Think about it. Put yourself in his shoes. You're getting SHOT at. One wrong move and you're dead. Now, would you try and fight back with your service pistol against whatever force is attacking... or would you use the little magic box that if you say "help please" an armed battalion with shotguns, assault rifles, and body armor will break in and take down those attacking you?



ironpony said:


> 3. The MC is tailing a suspect, and the suspects gets really frantic while on the phone, runs to his car, and drives off in a hurry.  He follows curiously but does not call for back up, even though the suspect is acting frantic and panicking like he is about to go off and do something questionable.



In this case, it's more believable, only because there's no indication of violence or a criminal act, just a suspect acting fishy. In order to allow the suspect room to breathe and to follow him, he might hold off on backup.

He would likely report to dispatch that he was trailing a suspicious vehicle and give indication of where he is and the direction/street he's heading down. This way, let's say the suspect fires a bazooka out the back of his car and destroys the cop's car and nearly (or really does) kill him. Now the cops following up on the assault have something to go on; description of the vehicle, the suspect, and what heading he had.

◆ **DATA SECTION**
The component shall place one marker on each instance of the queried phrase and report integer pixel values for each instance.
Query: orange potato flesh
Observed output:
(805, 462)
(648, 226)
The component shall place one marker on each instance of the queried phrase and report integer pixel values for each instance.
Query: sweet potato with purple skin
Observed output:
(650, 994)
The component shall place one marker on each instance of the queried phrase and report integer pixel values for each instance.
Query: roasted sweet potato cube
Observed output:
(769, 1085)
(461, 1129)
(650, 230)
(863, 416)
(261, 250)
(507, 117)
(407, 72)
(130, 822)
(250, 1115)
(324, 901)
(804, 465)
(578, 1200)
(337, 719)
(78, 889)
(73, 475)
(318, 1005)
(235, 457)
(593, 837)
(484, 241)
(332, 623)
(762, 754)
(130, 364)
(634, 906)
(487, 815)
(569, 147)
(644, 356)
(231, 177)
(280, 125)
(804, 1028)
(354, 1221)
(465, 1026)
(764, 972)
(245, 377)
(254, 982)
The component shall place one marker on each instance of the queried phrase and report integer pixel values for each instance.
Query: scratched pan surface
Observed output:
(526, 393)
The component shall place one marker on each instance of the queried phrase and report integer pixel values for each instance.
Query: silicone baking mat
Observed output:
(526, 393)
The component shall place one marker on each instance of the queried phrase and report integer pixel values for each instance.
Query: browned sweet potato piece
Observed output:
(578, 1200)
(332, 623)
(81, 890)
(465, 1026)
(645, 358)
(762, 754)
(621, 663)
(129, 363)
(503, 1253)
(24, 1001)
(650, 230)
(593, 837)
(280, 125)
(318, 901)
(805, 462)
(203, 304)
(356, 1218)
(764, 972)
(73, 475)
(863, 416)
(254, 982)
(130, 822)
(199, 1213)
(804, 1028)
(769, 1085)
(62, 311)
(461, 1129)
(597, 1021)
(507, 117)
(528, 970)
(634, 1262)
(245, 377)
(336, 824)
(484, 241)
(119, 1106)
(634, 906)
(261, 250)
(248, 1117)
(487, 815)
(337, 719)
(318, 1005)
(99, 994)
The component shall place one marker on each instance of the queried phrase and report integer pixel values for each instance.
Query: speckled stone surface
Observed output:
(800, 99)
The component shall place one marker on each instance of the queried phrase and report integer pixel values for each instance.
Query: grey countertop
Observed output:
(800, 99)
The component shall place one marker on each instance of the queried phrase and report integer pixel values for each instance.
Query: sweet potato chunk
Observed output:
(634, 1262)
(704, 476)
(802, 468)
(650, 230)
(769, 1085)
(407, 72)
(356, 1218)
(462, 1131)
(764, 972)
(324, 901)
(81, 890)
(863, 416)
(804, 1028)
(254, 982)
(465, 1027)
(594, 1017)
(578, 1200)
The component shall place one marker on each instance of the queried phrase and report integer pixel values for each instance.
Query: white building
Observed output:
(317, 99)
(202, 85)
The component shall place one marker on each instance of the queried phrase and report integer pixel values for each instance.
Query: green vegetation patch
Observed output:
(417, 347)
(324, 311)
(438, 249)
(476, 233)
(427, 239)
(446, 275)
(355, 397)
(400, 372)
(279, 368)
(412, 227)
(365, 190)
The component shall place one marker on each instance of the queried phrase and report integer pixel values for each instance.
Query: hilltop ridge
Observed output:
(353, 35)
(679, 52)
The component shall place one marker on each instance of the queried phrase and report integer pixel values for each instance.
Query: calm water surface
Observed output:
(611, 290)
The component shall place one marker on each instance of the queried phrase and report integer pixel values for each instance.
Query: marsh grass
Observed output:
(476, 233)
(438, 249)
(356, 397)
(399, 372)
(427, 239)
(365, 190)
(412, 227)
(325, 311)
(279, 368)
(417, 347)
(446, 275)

◆ **STATED PROBLEM A**
From the forum post on calling for police backup, list every weapon it mentions.
◆ **STATED PROBLEM B**
Print the part of the forum post on calling for police backup between "He would likely" and "heading he had.", inclusive.
◆ **STATED PROBLEM C**
Carry on the forum post about calling for police backup from the point where it stops.

◆ **REPLY A**
- service pistol
- shotguns
- assault rifles
- bazooka

◆ **REPLY B**
He would likely report to dispatch that he was trailing a suspicious vehicle and give indication of where he is and the direction/street he's heading down. This way, let's say the suspect fires a bazooka out the back of his car and destroys the cop's car and nearly (or really does) kill him. Now the cops following up on the assault have something to go on; description of the vehicle, the suspect, and what heading he had.

◆ **REPLY C**
Cops are people. They have the same sense of self-preservation as anyone else. Moreover, most cops who become detectives are usually fairly sharp people. Maybe not the brightest the world, or even law enforcement has to offer, but they're not dumb enough to ignore life-saving regulations. Moreover, they'd get fired for ignoring them. So if it's a habit this guy has, and he just does whatever he wants and comes out with big busts and shootouts like in a movie? In reality, he'd be fired. Quickly.


----------



## ironpony (Sep 11, 2015)

Okay thanks. I changed the first one around so the situation is different.

For the witness protection scenario, if the cop cannot be alone while watching her, and needs to have a partner or at least one more person with him, for it to be believable, what if the witness told him that the other cop with him is one of the men who is after her, and he just got himself assigned to watching her, just to get close to her.

Would this be a good enough for the first cop to get rid of the second cop, thereby having the first cop being the only one watching her for the night?  He can call for back up later, that's fine, but I want him to be alone at first for certain things to happen.  Does him getting the other cop out of there, and then being left to watch him herself, work for that situation though?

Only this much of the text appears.